Objective: Every line from the line containing "If you could put a dot on the short" through the final line of the data is to be printed exactly; no other line is to appear.

▬▬▬▬▬▬▬▬▬▬

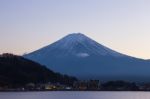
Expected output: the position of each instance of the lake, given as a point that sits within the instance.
(74, 95)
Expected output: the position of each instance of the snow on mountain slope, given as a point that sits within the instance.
(78, 55)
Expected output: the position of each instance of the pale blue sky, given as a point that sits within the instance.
(123, 25)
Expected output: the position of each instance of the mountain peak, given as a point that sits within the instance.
(75, 37)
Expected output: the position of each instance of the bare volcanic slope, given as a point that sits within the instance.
(78, 55)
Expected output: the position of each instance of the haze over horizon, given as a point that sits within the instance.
(27, 25)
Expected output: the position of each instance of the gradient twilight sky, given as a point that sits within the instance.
(122, 25)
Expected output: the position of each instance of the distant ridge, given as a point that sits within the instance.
(80, 56)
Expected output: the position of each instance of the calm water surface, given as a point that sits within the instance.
(74, 95)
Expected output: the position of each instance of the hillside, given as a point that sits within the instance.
(18, 71)
(80, 56)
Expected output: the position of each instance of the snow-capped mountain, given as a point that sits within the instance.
(78, 55)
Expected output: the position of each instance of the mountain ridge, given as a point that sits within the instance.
(78, 55)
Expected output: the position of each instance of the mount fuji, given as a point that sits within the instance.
(80, 56)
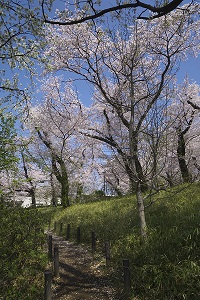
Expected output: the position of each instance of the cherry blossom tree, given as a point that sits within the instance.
(185, 126)
(77, 12)
(130, 73)
(56, 122)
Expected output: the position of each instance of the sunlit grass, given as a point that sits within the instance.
(167, 266)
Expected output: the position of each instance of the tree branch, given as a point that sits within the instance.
(159, 11)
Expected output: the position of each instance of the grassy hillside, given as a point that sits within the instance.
(167, 266)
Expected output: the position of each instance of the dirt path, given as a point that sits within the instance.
(81, 276)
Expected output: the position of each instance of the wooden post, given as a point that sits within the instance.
(107, 253)
(61, 228)
(50, 247)
(56, 261)
(93, 242)
(68, 232)
(127, 276)
(78, 235)
(47, 285)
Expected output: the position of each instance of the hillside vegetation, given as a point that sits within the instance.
(167, 265)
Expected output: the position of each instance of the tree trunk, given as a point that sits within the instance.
(141, 212)
(53, 192)
(33, 199)
(64, 186)
(181, 157)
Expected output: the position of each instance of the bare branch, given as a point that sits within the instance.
(158, 11)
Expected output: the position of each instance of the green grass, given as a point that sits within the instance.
(167, 266)
(22, 258)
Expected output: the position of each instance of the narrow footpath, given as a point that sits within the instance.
(80, 275)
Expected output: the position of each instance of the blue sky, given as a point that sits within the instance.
(188, 68)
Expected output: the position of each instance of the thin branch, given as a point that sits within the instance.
(159, 11)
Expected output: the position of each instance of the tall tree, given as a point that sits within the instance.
(130, 72)
(56, 122)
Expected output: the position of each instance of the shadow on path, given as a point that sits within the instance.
(81, 277)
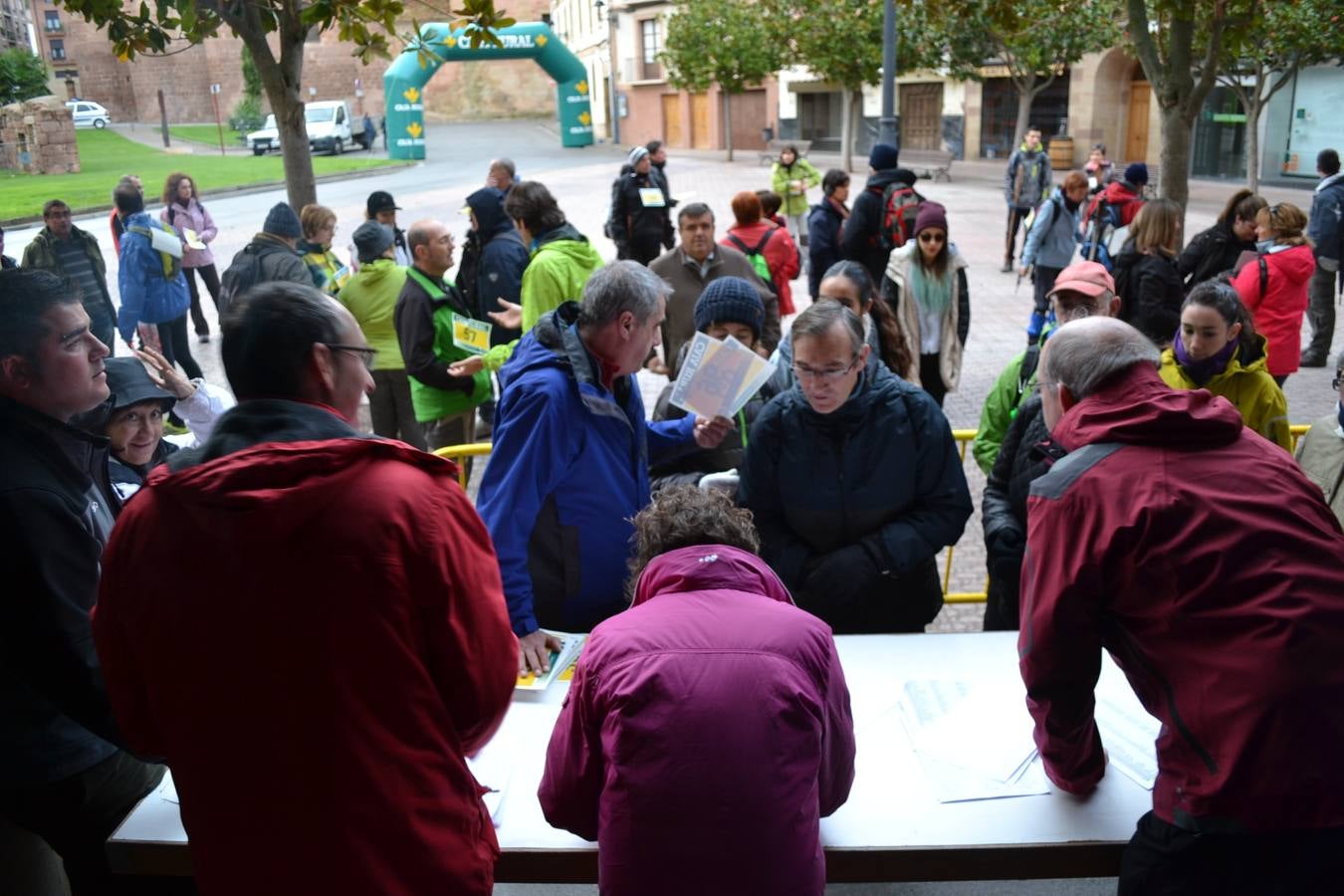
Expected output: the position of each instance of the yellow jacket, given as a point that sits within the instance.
(1248, 387)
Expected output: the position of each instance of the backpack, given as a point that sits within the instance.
(241, 276)
(757, 257)
(1104, 235)
(899, 210)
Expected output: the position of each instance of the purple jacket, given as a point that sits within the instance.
(199, 220)
(706, 734)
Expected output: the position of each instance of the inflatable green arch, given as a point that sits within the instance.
(403, 82)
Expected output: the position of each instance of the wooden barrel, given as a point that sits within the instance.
(1062, 153)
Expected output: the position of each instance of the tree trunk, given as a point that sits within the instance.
(728, 122)
(847, 129)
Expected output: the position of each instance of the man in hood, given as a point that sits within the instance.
(345, 642)
(1182, 543)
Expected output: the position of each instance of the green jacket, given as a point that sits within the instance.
(421, 296)
(794, 202)
(560, 265)
(371, 297)
(1250, 388)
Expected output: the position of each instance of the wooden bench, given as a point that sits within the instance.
(773, 149)
(930, 164)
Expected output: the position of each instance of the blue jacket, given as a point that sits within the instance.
(567, 474)
(146, 296)
(1327, 210)
(1051, 239)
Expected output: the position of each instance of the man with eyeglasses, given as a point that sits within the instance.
(855, 484)
(1081, 291)
(342, 645)
(425, 318)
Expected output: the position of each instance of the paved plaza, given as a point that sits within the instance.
(580, 180)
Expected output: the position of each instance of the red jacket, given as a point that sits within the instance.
(314, 634)
(782, 256)
(705, 735)
(1278, 311)
(1210, 568)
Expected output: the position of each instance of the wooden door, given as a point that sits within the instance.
(672, 131)
(921, 115)
(749, 118)
(701, 121)
(1136, 134)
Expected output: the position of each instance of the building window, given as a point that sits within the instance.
(651, 47)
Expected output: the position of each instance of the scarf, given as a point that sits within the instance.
(933, 293)
(1203, 371)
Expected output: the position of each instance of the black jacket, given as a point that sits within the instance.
(1025, 454)
(862, 237)
(853, 506)
(1149, 292)
(824, 226)
(1210, 254)
(57, 510)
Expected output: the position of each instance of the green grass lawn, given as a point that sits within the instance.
(105, 156)
(207, 134)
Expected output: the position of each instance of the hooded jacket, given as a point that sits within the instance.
(318, 695)
(56, 514)
(502, 261)
(860, 241)
(852, 506)
(1278, 311)
(1151, 293)
(705, 735)
(1222, 604)
(1247, 385)
(146, 296)
(566, 477)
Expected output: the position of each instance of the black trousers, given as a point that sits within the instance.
(1164, 860)
(210, 277)
(177, 346)
(77, 814)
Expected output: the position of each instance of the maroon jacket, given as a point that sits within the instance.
(705, 735)
(314, 634)
(1212, 569)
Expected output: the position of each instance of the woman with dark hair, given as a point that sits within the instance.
(1147, 280)
(1274, 288)
(1217, 249)
(825, 220)
(926, 285)
(1218, 348)
(183, 211)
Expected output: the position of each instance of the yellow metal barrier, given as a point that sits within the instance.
(964, 437)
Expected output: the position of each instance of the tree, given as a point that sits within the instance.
(367, 24)
(1271, 42)
(22, 77)
(1176, 41)
(1033, 39)
(722, 42)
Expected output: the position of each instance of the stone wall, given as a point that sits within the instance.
(38, 137)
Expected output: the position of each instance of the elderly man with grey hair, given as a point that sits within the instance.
(571, 453)
(1180, 542)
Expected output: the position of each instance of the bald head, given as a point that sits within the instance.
(1082, 354)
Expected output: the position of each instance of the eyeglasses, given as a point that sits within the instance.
(805, 372)
(365, 354)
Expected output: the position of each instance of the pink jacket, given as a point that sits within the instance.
(199, 220)
(706, 734)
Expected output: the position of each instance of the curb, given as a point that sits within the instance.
(227, 191)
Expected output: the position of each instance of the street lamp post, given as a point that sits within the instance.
(887, 122)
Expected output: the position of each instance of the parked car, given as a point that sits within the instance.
(88, 113)
(330, 125)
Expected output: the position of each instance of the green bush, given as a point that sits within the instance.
(248, 115)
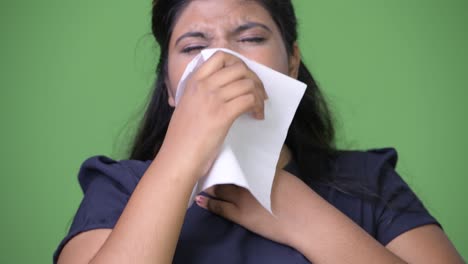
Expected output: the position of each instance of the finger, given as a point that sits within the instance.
(244, 104)
(216, 62)
(240, 88)
(225, 209)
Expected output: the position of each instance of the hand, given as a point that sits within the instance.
(238, 205)
(216, 94)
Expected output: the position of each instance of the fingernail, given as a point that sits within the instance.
(201, 201)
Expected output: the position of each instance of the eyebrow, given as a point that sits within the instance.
(239, 29)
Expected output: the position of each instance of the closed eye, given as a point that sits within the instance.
(253, 39)
(192, 48)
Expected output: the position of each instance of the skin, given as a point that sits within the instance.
(221, 90)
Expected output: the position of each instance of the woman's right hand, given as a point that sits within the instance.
(216, 94)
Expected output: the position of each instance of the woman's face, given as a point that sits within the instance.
(242, 26)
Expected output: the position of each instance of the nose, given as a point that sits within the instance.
(223, 43)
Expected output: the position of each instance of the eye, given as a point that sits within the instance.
(190, 49)
(253, 39)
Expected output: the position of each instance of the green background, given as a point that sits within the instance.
(75, 75)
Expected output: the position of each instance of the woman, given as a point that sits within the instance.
(331, 206)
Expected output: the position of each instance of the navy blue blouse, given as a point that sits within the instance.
(207, 238)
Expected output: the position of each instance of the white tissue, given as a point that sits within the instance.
(252, 147)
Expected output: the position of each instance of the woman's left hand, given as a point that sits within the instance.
(238, 205)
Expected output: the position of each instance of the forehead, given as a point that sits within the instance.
(214, 14)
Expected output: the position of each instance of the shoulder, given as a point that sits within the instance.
(100, 168)
(372, 168)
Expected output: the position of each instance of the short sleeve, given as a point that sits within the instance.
(399, 209)
(107, 185)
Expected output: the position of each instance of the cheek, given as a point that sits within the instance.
(273, 58)
(175, 70)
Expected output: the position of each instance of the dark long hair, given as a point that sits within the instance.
(311, 134)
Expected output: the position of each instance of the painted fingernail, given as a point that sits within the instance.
(201, 200)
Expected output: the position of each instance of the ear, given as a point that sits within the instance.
(171, 97)
(294, 61)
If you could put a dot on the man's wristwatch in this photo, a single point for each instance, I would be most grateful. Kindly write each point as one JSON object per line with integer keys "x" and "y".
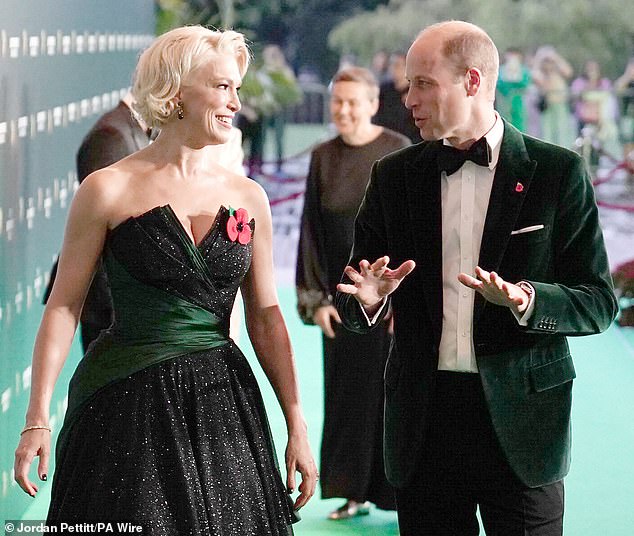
{"x": 526, "y": 287}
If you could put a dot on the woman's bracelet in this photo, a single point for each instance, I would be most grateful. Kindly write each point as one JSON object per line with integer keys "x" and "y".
{"x": 36, "y": 427}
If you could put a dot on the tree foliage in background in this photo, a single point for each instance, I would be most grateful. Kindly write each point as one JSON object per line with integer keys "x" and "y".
{"x": 578, "y": 29}
{"x": 300, "y": 27}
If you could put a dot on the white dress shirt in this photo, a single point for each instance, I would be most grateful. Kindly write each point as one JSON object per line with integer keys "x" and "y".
{"x": 465, "y": 198}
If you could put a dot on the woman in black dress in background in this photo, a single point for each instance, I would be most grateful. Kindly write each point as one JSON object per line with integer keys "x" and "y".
{"x": 351, "y": 453}
{"x": 165, "y": 425}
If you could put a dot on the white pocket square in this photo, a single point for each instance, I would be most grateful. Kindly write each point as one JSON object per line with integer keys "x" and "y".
{"x": 528, "y": 229}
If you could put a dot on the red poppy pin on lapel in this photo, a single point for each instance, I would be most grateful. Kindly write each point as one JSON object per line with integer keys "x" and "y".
{"x": 238, "y": 228}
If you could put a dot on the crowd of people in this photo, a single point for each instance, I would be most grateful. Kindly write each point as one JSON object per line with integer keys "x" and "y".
{"x": 443, "y": 254}
{"x": 542, "y": 96}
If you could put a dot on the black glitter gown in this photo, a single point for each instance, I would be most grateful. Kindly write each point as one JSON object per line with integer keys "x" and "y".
{"x": 166, "y": 426}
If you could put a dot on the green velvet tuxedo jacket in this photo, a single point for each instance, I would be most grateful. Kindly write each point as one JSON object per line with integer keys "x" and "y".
{"x": 526, "y": 372}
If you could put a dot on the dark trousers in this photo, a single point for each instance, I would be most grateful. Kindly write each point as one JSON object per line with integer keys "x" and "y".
{"x": 462, "y": 468}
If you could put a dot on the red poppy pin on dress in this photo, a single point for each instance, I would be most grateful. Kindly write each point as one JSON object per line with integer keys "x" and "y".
{"x": 238, "y": 227}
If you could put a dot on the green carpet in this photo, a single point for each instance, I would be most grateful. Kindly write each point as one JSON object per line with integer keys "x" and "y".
{"x": 600, "y": 486}
{"x": 599, "y": 489}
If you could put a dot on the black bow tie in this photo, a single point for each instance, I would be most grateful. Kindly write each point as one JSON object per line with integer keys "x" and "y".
{"x": 451, "y": 159}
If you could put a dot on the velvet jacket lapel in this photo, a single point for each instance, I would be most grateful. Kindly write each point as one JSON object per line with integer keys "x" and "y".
{"x": 511, "y": 184}
{"x": 512, "y": 180}
{"x": 424, "y": 205}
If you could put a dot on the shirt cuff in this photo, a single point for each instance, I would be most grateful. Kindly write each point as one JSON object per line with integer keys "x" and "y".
{"x": 523, "y": 318}
{"x": 372, "y": 321}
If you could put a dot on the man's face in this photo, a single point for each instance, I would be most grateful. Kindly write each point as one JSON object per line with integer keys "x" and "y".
{"x": 351, "y": 108}
{"x": 437, "y": 96}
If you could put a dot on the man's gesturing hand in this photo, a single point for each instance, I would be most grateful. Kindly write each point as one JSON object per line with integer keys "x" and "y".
{"x": 373, "y": 282}
{"x": 495, "y": 290}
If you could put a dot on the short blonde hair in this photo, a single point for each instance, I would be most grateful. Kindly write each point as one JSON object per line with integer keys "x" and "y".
{"x": 166, "y": 64}
{"x": 361, "y": 75}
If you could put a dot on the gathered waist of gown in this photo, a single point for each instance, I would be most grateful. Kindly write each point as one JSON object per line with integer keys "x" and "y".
{"x": 151, "y": 326}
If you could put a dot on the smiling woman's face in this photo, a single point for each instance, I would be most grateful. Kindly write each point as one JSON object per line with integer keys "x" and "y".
{"x": 210, "y": 99}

▬▬▬▬▬▬▬▬▬▬

Response to the exercise:
If you could put a dot on the short blonde hair in this photo, a single point for each instance, I would be most grateful. Kindly write each point as one JSON object per line with integer keys "x" and "y".
{"x": 166, "y": 64}
{"x": 361, "y": 75}
If you could put a dot on the gathered waist of gown in this photo, a single point for each instance, I would be most grateful. Kindly write each point as one JSON object per line with integer keys "x" and "y".
{"x": 151, "y": 326}
If you could put a dot on the smiling woman's face in this photo, a single point for each instance, I would be most grateful. Kindly write each point as one JSON object per line with integer keys "x" and "y".
{"x": 210, "y": 99}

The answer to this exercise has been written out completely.